Task directions: Output only the lines below from the one containing "bbox: truck front wheel" to the one containing "bbox: cabinet drawer", exactly as written, both ends kept.

Material to process:
+ + + +

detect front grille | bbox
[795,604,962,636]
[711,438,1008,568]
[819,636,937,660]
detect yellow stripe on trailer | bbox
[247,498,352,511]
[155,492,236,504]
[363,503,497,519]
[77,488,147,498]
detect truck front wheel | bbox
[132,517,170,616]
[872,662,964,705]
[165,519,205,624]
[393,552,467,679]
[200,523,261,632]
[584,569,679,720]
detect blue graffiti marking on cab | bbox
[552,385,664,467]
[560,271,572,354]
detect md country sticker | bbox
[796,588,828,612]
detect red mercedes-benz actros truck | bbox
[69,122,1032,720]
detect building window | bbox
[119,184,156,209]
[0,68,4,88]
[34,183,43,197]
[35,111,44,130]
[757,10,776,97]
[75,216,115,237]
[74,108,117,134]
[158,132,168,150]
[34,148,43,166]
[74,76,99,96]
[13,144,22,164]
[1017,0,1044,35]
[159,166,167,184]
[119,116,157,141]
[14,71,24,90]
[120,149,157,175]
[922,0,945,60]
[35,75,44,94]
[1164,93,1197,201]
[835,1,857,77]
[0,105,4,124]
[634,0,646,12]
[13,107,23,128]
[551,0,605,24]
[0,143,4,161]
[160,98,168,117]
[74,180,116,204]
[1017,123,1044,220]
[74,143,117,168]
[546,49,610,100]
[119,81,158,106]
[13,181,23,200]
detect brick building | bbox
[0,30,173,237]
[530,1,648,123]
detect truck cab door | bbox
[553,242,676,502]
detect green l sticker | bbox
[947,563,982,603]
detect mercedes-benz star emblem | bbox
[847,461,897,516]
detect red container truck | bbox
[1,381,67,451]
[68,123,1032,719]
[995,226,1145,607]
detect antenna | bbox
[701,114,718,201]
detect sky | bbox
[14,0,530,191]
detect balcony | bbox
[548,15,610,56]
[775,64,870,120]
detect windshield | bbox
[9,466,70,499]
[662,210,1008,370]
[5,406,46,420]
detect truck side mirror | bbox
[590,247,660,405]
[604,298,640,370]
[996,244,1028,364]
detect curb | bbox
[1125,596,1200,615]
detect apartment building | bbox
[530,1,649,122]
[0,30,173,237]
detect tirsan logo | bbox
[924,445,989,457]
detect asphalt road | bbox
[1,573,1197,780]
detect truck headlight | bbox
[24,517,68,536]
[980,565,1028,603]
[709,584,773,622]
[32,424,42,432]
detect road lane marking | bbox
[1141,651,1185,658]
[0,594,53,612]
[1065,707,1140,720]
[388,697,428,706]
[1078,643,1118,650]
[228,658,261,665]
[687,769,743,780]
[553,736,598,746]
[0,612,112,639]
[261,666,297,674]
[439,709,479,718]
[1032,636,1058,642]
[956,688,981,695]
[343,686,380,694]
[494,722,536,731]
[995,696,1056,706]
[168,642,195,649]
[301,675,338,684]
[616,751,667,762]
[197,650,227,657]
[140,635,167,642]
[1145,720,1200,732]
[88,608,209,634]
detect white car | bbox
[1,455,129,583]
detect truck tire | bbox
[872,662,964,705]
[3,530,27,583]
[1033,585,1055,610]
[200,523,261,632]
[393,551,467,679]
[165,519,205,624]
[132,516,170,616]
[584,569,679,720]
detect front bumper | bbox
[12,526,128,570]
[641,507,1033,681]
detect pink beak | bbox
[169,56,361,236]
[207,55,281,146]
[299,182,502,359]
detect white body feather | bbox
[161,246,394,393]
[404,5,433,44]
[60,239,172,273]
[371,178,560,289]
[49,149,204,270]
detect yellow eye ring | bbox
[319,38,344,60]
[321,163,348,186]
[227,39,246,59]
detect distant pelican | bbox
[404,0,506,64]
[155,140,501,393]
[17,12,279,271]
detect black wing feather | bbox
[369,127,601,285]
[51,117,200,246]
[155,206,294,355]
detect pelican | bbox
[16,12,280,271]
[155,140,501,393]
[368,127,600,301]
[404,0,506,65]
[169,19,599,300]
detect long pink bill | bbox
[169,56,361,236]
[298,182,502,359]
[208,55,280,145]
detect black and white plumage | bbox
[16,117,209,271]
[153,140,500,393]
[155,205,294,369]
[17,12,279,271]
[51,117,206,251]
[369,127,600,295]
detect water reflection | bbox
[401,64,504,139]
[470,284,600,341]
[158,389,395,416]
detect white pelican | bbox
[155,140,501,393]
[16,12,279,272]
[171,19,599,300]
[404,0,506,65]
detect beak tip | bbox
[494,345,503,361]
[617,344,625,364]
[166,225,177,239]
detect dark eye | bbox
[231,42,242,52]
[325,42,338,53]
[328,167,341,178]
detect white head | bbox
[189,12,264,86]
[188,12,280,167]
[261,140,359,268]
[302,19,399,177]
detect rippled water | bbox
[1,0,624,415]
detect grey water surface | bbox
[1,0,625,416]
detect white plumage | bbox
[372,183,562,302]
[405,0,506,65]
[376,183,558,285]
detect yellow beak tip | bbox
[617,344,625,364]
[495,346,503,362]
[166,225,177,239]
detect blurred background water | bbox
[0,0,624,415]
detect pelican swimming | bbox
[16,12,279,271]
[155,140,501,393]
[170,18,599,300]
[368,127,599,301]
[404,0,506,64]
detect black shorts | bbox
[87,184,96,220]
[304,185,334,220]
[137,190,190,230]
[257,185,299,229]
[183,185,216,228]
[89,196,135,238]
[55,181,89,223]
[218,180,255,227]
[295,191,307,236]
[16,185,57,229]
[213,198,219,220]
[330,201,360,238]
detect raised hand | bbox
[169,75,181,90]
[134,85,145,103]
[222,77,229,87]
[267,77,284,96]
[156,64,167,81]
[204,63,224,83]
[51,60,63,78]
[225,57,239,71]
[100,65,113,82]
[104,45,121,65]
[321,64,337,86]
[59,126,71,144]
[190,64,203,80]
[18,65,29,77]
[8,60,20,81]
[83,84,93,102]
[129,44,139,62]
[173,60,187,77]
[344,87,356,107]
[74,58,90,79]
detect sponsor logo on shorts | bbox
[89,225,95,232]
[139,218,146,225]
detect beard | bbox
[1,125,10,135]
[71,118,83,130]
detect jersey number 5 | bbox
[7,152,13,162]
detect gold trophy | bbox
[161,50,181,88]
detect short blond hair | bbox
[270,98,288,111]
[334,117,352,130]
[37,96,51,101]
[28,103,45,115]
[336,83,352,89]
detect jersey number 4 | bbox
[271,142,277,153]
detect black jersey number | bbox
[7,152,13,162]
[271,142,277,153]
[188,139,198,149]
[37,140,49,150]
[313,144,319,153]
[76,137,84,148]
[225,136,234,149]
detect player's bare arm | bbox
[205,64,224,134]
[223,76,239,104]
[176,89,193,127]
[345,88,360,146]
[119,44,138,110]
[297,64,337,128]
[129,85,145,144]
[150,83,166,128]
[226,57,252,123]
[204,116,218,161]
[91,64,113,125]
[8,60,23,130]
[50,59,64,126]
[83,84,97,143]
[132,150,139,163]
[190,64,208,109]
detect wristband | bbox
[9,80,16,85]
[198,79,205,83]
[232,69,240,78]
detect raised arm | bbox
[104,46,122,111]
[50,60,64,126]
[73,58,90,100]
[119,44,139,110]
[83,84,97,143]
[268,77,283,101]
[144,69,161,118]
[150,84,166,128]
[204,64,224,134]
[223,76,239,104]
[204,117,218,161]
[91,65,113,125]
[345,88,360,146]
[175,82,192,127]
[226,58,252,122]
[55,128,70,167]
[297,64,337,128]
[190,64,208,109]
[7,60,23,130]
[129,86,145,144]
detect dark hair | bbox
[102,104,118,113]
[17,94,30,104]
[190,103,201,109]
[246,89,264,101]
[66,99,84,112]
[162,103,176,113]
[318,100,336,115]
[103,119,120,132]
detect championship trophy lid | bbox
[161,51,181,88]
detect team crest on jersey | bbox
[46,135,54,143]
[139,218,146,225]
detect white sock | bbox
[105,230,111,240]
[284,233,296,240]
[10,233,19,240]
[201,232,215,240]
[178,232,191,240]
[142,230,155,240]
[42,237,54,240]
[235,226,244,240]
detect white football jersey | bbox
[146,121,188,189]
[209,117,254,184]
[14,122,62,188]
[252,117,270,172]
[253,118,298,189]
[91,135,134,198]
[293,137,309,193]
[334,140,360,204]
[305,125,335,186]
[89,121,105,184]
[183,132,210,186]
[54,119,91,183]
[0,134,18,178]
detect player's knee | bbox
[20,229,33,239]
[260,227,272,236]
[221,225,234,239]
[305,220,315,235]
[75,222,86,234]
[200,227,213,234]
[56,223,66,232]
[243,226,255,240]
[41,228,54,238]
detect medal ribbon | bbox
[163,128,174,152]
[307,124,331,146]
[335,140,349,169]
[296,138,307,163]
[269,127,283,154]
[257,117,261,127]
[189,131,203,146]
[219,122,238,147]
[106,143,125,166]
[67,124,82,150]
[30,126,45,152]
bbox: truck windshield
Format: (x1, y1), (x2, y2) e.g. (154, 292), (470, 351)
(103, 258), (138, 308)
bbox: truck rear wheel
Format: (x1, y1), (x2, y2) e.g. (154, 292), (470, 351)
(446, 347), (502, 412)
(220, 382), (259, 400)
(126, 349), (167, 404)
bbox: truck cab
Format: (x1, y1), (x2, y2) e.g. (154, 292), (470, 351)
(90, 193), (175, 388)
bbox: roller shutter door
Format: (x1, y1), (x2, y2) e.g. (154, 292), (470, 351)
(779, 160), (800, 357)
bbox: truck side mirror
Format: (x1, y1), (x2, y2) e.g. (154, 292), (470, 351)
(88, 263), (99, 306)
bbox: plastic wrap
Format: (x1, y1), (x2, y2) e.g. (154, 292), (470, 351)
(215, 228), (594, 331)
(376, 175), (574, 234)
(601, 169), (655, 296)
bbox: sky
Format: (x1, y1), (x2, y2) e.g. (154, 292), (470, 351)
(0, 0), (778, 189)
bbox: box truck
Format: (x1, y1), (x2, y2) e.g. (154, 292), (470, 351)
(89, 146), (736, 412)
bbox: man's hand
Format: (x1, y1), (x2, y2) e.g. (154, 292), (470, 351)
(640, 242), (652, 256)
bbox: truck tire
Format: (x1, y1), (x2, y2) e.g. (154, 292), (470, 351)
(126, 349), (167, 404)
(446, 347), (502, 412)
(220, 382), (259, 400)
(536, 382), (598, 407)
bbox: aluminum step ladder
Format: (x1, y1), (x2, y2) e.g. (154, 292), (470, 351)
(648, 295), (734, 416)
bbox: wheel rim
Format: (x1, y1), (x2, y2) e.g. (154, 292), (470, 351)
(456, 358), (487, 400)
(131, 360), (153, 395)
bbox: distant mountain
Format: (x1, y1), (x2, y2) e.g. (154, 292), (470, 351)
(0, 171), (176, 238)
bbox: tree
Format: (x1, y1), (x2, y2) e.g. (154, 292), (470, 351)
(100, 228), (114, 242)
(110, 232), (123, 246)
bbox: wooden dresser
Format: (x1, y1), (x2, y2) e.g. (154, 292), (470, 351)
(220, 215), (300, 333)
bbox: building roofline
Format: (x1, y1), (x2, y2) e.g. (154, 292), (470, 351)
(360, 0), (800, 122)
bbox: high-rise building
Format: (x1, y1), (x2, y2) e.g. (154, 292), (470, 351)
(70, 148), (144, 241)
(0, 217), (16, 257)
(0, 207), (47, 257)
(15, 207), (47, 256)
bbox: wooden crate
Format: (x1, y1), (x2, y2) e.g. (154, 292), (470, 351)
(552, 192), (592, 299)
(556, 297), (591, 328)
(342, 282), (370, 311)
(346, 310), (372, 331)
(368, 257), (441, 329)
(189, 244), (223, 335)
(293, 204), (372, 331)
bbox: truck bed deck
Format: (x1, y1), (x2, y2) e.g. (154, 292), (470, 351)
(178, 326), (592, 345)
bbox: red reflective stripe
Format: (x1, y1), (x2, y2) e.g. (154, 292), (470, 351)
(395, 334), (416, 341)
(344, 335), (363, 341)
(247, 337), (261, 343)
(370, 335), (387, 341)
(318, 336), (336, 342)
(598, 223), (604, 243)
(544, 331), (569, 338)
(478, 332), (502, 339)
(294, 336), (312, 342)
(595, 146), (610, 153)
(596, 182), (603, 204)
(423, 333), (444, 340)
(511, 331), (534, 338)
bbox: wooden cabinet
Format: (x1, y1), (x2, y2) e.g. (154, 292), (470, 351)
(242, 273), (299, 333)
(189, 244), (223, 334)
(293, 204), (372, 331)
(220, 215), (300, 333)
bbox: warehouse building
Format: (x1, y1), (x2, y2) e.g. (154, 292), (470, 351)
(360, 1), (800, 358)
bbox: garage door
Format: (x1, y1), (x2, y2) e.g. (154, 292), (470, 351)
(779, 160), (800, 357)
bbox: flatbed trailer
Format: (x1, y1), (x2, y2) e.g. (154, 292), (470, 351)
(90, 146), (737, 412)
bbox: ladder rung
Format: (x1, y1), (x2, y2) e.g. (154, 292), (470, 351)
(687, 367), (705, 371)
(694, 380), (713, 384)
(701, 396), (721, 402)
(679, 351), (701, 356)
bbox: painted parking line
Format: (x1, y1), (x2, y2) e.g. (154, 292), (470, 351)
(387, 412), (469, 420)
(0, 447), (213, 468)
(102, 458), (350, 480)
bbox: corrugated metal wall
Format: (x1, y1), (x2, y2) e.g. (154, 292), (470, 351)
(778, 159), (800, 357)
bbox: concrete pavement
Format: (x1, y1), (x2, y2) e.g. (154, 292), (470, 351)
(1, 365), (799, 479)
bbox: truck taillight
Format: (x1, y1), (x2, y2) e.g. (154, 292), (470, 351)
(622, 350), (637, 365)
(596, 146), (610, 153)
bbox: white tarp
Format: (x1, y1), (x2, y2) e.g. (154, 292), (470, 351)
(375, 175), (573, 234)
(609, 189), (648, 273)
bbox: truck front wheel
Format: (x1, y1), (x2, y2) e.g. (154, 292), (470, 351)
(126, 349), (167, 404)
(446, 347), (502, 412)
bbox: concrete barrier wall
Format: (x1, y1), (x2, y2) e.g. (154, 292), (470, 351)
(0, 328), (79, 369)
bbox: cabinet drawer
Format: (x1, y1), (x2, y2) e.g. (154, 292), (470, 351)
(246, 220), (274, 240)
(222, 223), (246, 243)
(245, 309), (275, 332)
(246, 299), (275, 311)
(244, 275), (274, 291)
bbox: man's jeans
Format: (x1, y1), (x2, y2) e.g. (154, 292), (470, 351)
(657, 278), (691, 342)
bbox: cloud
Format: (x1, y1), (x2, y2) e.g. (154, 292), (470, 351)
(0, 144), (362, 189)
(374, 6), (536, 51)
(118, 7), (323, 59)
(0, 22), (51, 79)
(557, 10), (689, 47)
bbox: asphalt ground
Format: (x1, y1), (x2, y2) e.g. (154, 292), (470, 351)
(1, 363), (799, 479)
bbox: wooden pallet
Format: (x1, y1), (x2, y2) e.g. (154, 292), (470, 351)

+ + + +

Result of the exercise:
bbox: truck front wheel
Format: (x1, y1), (x2, y2) e.g. (154, 292), (470, 351)
(126, 349), (167, 404)
(446, 347), (502, 412)
bbox: concrete barrier wall
Format: (x1, y1), (x2, y2) e.g. (154, 292), (470, 351)
(0, 328), (79, 369)
bbox: cabinet drawer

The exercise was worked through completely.